:: Extracted data ::

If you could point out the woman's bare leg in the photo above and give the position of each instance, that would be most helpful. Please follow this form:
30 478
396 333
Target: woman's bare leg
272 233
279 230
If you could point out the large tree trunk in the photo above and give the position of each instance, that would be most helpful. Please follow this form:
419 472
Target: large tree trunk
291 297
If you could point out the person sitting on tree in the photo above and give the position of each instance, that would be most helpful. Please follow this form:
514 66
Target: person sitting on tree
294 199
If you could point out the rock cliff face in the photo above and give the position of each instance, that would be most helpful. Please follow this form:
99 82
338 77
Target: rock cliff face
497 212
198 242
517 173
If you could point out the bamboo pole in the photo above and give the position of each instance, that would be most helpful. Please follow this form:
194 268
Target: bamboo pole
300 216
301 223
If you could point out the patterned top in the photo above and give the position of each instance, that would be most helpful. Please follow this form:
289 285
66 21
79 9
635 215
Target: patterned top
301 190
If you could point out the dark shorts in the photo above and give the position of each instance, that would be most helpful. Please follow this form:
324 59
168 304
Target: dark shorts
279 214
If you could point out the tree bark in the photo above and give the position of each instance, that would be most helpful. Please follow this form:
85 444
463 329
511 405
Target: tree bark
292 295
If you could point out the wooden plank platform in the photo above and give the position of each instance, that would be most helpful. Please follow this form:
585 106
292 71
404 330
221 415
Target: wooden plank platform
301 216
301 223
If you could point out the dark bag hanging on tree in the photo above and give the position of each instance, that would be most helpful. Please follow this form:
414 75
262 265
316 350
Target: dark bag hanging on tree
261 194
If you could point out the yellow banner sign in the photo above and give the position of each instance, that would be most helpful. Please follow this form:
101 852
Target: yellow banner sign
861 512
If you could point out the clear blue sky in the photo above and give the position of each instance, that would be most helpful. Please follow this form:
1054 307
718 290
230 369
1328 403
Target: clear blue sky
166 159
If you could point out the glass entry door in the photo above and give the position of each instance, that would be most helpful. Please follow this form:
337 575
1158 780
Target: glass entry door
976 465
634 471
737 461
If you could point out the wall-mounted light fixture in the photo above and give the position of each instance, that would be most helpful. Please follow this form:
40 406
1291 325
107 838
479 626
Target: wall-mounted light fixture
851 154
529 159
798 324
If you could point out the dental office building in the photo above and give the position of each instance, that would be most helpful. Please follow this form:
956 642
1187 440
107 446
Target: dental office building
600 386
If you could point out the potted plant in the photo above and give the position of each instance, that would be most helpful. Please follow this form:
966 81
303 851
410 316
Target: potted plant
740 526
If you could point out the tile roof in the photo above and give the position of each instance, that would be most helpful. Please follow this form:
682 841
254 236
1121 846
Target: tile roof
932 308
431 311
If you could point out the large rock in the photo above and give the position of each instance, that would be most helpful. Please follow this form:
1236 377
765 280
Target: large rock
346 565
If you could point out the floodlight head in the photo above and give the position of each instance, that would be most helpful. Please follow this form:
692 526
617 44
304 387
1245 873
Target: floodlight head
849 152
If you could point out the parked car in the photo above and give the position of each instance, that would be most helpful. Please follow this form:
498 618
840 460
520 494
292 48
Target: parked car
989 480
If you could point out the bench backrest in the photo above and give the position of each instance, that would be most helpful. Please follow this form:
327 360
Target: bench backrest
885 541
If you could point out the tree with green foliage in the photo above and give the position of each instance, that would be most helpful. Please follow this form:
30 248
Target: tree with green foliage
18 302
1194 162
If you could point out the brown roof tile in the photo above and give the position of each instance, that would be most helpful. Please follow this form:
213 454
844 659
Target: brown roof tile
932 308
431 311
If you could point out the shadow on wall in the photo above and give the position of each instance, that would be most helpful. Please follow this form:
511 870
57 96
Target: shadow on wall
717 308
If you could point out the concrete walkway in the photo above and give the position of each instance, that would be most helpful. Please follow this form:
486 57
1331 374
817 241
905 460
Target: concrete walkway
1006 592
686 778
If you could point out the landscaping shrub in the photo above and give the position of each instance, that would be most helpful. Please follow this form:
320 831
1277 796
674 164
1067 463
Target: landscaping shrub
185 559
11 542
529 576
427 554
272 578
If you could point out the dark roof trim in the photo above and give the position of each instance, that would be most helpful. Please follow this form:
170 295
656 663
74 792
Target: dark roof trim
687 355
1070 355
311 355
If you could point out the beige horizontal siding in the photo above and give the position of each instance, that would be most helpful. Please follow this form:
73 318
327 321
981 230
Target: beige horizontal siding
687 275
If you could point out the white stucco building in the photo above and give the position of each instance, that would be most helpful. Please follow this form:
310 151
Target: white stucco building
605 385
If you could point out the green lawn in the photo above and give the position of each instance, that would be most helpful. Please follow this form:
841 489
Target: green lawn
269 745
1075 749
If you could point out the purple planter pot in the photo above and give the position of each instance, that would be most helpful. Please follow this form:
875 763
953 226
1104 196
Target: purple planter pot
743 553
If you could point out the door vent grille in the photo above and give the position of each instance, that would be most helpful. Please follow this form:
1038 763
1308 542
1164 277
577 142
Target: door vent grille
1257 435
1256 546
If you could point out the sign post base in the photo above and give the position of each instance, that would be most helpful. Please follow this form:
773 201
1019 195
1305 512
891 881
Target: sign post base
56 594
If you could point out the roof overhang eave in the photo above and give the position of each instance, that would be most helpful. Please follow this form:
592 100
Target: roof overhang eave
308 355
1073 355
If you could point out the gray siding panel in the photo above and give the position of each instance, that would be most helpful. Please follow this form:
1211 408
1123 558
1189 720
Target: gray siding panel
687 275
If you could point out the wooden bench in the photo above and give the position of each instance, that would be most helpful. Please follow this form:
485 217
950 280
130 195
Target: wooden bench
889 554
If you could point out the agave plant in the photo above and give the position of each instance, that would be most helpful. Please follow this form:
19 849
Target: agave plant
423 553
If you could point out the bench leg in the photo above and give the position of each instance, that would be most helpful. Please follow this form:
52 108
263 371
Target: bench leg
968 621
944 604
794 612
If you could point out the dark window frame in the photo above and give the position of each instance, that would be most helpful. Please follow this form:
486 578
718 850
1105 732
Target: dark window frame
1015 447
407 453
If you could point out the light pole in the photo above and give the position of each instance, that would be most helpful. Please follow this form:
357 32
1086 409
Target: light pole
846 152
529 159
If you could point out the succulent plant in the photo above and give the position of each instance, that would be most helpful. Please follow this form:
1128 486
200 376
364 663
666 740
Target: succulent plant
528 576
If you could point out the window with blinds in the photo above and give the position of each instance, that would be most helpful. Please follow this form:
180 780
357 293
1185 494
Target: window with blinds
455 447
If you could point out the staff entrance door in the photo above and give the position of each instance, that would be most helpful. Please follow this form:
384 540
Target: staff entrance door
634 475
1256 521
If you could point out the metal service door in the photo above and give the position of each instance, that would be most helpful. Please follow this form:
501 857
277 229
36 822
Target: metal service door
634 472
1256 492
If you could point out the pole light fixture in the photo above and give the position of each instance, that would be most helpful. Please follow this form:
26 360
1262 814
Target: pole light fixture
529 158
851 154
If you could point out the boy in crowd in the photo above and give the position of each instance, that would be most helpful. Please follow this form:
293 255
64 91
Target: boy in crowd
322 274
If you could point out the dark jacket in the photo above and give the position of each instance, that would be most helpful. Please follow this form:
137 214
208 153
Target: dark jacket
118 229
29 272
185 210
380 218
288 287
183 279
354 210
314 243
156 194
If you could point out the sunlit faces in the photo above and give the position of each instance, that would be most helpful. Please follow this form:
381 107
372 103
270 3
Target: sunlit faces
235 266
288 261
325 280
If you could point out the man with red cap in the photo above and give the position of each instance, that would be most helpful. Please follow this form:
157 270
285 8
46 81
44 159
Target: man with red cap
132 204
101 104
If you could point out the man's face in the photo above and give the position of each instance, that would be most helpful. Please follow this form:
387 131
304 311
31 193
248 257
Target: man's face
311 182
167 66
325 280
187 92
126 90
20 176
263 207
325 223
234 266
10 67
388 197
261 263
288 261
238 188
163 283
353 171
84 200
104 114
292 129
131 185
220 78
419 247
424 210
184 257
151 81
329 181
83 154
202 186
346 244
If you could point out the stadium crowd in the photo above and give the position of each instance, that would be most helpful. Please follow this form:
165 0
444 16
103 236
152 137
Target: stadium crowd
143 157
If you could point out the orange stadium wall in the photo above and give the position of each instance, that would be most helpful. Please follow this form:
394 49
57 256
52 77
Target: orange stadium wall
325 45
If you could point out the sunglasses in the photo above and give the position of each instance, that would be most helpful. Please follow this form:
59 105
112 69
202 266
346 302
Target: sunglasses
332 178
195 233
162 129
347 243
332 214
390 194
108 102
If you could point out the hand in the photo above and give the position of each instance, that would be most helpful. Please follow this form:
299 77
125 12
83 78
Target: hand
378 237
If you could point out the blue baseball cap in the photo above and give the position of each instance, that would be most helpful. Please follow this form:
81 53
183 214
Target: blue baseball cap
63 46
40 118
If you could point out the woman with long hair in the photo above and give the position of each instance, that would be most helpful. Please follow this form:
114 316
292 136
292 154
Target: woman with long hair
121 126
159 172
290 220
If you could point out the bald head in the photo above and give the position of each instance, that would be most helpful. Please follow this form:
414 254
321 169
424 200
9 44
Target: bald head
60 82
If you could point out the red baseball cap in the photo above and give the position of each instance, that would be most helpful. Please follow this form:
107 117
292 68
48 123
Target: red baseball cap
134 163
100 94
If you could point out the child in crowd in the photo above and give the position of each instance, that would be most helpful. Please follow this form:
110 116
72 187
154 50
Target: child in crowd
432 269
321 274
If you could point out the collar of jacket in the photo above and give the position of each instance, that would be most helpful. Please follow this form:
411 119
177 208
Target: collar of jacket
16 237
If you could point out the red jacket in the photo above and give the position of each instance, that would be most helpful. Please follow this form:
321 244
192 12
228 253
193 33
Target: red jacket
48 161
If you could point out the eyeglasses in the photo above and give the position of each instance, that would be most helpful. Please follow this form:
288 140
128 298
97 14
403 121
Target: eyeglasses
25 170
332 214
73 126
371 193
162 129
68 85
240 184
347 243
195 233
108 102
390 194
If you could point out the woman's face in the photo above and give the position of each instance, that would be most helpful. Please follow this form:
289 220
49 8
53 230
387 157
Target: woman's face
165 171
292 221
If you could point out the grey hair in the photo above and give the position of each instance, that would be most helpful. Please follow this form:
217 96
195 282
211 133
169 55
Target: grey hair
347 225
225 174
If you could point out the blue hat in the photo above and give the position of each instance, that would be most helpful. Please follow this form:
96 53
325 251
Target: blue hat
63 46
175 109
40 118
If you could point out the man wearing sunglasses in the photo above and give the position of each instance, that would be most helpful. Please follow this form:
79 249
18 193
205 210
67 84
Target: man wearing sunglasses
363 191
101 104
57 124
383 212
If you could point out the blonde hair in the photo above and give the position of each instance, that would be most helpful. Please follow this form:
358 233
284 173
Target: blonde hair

:::

## [Directions]
Using the entries above, count the lines that have the string "blonde" in them. Answer with that number only.

## [Answer to the problem]
2